Originally posted by: ZeroNine8
It seems like what was proven is that the limit of 0.999... = 1 as the number of repeated digits goes to infinity. I have no problem believing that 1 is the limit of the convergent series 0.999..., however just because it is the limit does not mean it is equal. Because infinity isn't a number, merely a concept, you can't claim that 0.999... with infinite digits actually equals 1, only that it approaches it as the limit with more and more 9's.
In plenty of cases, the limit of a convergent series is never actually reached by that series.
The notation 0.999... has nothing to do with a finite series. The fact that some finite subseries of that series is not equal to 0.999... is irrelevant. Your defintion of "actuality" as synonymous with "finiteness" makes the notation 0.999... invalid, as it is defined as an infinite geometric sum. You have abdicated the right to use that notation, so objecting to the value of it is equivalent to arguing about how many angels fit on the head of a pin.Originally posted by: ZeroNine8
It seems like what was proven is that the limit of 0.999... = 1 as the number of repeated digits goes to infinity. I have no problem believing that 1 is the limit of the convergent series 0.999..., however just because it is the limit does not mean it is equal. Because infinity isn't a number, merely a concept, you can't claim that 0.999... with infinite digits actually equals 1, only that it approaches it as the limit with more and more 9's.
In plenty of cases, the limit of a convergent series is never actually reached by that series.
Originally posted by: Wiktor
Ok, I clicked your link, now maybe I'll even read it, but still IMO (lol)
the 999.../1000... number (decimal: 0.999...) is just as good as 1/1000... (decimal: 0.000...1).
So if you say "There is NO NUMBER with an infinite number of zeros followed by a 1" (not that I disagree), then I ask what is this number: 1/1000... in decimal.
# # # # # # #
Stated goal:
Answer these questions from the thread:
1. According to ZeroNine8, why can't one claim that 0.999... with infinite digits actually equals 1?
2. In the reply to ZeroNine8, how is the notation 0.999... defined?
3. What number does Wiktor ask to have written in decimal?
The records are separate material and have no connection to the thread.
# # # # # # #
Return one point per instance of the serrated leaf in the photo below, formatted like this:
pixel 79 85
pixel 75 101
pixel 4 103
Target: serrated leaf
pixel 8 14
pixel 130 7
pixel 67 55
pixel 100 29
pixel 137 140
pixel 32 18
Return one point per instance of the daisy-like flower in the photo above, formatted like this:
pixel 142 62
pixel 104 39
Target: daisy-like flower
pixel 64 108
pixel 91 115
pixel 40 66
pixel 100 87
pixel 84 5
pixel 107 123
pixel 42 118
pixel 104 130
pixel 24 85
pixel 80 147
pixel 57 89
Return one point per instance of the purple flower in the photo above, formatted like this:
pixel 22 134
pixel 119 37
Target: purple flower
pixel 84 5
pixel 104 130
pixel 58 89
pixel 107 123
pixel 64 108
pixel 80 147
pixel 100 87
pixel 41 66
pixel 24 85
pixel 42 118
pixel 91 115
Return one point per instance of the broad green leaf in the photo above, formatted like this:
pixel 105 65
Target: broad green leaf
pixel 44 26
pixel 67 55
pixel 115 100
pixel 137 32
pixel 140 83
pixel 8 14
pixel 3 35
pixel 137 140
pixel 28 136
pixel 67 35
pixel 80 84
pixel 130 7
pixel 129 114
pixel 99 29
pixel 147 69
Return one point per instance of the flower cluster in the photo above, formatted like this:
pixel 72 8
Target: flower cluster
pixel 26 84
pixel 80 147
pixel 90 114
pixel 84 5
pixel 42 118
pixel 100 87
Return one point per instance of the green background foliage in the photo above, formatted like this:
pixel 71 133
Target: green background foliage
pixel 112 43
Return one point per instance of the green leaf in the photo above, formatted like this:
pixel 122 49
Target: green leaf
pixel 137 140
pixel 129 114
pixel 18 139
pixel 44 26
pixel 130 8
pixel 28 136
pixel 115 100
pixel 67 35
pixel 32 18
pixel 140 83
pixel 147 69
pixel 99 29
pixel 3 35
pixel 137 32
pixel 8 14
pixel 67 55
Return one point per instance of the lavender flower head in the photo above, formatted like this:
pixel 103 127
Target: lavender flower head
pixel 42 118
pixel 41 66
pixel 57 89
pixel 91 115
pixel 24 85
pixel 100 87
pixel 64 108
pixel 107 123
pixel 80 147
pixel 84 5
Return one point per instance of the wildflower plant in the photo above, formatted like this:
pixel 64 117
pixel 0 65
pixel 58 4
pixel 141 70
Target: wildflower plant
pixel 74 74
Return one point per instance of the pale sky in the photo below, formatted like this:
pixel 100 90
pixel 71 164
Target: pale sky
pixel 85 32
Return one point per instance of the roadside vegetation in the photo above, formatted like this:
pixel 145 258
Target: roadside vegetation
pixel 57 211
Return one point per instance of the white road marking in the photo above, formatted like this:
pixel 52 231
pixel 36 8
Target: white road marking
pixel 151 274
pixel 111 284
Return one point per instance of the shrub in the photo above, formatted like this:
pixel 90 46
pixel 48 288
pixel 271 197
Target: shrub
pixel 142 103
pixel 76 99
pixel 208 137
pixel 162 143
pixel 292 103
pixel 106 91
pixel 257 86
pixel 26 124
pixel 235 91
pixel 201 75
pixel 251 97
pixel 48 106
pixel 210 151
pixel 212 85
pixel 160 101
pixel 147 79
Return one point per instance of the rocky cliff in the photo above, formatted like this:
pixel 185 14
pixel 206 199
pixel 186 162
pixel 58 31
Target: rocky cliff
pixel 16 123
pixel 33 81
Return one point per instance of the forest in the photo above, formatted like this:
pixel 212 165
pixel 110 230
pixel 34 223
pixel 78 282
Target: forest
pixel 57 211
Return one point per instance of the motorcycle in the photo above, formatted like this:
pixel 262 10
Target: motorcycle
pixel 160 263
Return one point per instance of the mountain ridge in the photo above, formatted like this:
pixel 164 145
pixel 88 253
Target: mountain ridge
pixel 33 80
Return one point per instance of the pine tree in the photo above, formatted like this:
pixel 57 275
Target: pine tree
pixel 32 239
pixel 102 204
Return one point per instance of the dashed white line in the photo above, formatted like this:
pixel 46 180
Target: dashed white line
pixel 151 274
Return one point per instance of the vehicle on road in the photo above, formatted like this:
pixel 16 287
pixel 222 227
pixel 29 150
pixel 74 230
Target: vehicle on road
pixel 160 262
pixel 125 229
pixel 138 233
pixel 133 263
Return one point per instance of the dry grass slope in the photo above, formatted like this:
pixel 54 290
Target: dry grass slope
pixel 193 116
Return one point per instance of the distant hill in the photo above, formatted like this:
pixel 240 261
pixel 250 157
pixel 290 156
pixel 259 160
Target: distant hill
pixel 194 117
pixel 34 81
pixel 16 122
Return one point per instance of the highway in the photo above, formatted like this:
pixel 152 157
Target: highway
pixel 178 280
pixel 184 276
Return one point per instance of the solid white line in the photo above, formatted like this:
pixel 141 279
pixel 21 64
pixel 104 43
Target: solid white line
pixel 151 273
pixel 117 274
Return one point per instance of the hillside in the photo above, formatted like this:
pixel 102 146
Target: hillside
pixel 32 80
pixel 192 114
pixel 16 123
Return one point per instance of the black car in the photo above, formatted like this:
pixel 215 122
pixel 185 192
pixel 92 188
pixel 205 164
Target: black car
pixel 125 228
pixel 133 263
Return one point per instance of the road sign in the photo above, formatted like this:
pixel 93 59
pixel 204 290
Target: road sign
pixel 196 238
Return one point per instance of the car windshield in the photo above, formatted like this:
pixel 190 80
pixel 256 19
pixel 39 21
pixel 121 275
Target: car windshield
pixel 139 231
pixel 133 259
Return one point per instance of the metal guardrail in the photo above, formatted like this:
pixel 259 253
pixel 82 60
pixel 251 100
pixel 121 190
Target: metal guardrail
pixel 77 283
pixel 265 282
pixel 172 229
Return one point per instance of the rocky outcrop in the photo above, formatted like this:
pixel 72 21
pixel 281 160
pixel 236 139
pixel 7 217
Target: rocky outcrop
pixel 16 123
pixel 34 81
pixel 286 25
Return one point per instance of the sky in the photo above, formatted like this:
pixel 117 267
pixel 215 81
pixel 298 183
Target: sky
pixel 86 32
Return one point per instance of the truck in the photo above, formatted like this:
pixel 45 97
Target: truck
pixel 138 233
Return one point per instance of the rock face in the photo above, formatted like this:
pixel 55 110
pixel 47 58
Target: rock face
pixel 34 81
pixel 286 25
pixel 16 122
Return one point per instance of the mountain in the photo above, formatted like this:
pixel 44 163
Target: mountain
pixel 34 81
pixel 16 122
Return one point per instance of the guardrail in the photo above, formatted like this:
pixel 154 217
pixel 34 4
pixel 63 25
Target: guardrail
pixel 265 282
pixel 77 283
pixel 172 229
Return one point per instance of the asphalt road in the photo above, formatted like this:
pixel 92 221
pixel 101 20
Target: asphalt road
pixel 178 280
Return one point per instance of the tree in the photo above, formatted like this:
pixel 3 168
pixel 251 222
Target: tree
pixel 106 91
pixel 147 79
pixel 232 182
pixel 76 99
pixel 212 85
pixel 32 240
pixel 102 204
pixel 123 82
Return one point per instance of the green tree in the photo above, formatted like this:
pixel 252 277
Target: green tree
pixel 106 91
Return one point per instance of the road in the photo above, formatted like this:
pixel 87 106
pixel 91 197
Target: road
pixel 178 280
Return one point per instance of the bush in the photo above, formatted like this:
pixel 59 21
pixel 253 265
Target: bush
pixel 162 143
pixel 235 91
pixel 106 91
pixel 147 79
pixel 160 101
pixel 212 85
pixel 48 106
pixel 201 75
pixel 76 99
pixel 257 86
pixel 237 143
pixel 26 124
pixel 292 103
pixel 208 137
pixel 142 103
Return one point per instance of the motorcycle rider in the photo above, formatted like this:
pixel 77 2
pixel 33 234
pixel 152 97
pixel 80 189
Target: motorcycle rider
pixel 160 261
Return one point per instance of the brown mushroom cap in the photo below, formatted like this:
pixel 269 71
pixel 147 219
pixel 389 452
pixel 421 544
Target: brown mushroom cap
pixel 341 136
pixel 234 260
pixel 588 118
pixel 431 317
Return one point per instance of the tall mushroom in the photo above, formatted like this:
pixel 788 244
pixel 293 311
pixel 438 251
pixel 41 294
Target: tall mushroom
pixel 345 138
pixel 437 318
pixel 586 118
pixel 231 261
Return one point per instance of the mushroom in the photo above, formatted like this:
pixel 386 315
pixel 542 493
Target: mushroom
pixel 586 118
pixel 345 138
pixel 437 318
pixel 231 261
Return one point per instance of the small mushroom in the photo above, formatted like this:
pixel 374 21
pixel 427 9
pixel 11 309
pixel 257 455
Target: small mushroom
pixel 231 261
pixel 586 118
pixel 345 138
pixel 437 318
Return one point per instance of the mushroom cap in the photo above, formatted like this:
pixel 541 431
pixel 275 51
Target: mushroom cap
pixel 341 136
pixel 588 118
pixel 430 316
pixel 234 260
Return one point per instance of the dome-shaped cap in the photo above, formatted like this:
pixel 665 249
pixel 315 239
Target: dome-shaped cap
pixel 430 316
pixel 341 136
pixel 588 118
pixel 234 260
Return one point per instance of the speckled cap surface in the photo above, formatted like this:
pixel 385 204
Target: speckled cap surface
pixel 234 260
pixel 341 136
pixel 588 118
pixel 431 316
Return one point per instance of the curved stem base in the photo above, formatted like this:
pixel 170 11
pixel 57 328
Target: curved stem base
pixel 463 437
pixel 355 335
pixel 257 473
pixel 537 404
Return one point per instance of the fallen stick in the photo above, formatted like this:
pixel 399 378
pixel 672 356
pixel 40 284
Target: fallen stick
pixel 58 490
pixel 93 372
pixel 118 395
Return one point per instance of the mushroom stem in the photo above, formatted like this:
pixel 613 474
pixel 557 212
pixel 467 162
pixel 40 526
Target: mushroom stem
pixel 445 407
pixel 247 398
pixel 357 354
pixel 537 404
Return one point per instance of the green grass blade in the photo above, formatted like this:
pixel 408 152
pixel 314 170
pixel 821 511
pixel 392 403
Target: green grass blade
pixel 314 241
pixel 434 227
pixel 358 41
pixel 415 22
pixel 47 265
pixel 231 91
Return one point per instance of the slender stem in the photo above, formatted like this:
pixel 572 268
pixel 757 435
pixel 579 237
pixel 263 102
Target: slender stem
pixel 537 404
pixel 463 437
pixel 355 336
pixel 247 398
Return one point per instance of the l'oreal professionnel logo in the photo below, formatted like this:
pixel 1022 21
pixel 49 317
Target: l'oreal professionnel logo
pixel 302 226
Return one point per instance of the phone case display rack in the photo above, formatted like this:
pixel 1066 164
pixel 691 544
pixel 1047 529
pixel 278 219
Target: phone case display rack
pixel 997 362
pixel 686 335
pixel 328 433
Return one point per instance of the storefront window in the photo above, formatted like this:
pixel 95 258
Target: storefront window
# # # # # # #
Expected answer:
1. Because infinity isn't a number, merely a concept.
2. As an infinite geometric sum.
3. 1/1000...